→ **Passage**:
The loaded_regulations array lists every regulation the engine had available during execution, each with a SHA-256 content hash. The sources array lists each corpus source with its Git ref and tree hash. Together, these allow exact reconstruction of the execution environment.

The scopes array records which jurisdiction scopes were active (per RFC-010). An engine running with scope GM0363 (Amsterdam) loads different municipal regulations than one running with GM0384 (Diemen), which changes IoC resolution for national laws that delegate to municipal ordinances.

The accepted_values section captures the cross-organisational provenance chain. When engine A accepts a value from engine B, A records B's provenance metadata. To reproduce the full execution, you need A's receipt (which tells you B's engine version and regulation hash) and B's receipt (which B stores in its own Logboek Dataverwerkingen per RFC-009).

3. Schema URL immutability

Regulation YAML files currently reference schemas via GitHub main branch URLs:

yaml
$schema: https://raw.githubusercontent.com/MinBZK/regelrecht/refs/heads/main/schema/v0.5.0/schema.json

This URL is mutable. A force-push or file edit on main would silently change what the URL resolves to. For a system that must reproduce decisions years later, that is unacceptable.

Schema URLs switch to Git tag references:

yaml
$schema: https://raw.githubusercontent.com/MinBZK/regelrecht/refs/tags/schema-v0.5.0/schema/v0.5.0/schema.json

When a schema version is published, a Git tag schema-vX.Y.Z is created. GitHub tag protection rules prevent deletion or modification.

The engine embeds schema files at compile time (via include_str! in validate.rs) and validates by content, not by URL fetch. The URL is a pointer for humans and tooling. The content hash in the Execution Receipt is the integrity anchor.

4. Multi-organisation reproducibility

RFC-009 defines two resolution modes: Execute (compute locally) and Accept (take another organisation's authoritative determination). For reproducibility, the Accept path must capture enough provenance to reconstruct the full decision chain.

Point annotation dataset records
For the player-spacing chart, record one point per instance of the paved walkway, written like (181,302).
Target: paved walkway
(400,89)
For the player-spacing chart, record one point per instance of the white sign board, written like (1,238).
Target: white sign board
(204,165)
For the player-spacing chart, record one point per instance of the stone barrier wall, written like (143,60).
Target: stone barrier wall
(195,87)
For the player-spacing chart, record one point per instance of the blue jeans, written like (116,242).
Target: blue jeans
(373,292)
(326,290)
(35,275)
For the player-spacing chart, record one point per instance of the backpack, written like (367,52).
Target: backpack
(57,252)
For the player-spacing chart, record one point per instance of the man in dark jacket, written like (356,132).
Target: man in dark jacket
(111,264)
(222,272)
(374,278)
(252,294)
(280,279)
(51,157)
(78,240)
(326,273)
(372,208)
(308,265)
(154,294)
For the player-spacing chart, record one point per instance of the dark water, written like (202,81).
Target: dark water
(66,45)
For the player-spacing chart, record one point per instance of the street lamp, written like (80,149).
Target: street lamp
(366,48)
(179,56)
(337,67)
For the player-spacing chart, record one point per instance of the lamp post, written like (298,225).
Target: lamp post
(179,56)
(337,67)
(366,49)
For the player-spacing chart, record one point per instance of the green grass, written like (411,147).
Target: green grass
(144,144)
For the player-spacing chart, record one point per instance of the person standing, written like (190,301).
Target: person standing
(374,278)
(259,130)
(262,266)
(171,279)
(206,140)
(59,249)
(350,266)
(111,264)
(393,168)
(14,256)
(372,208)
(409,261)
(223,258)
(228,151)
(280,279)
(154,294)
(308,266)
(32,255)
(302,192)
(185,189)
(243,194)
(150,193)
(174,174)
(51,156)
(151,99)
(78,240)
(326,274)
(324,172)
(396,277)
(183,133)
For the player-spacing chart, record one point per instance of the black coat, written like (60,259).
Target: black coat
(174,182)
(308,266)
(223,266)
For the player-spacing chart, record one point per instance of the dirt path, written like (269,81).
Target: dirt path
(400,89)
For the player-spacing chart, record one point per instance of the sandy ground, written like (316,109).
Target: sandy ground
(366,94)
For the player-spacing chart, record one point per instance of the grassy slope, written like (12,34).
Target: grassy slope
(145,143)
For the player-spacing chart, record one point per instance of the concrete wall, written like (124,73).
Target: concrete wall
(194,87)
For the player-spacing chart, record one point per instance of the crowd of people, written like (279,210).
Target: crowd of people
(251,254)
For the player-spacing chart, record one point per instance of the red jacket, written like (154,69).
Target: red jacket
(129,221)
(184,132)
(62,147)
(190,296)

→ **Instructions to follow**: In the passage on execution reproducibility, reproduce verbatim the portion starting at "Schema URLs switch" and ending at "full decision chain.".

→ **Answer below**:
Schema URLs switch to Git tag references:

yaml
$schema: https://raw.githubusercontent.com/MinBZK/regelrecht/refs/tags/schema-v0.5.0/schema/v0.5.0/schema.json

When a schema version is published, a Git tag schema-vX.Y.Z is created. GitHub tag protection rules prevent deletion or modification.

The engine embeds schema files at compile time (via include_str! in validate.rs) and validates by content, not by URL fetch. The URL is a pointer for humans and tooling. The content hash in the Execution Receipt is the integrity anchor.

4. Multi-organisation reproducibility

RFC-009 defines two resolution modes: Execute (compute locally) and Accept (take another organisation's authoritative determination). For reproducibility, the Accept path must capture enough provenance to reconstruct the full decision chain.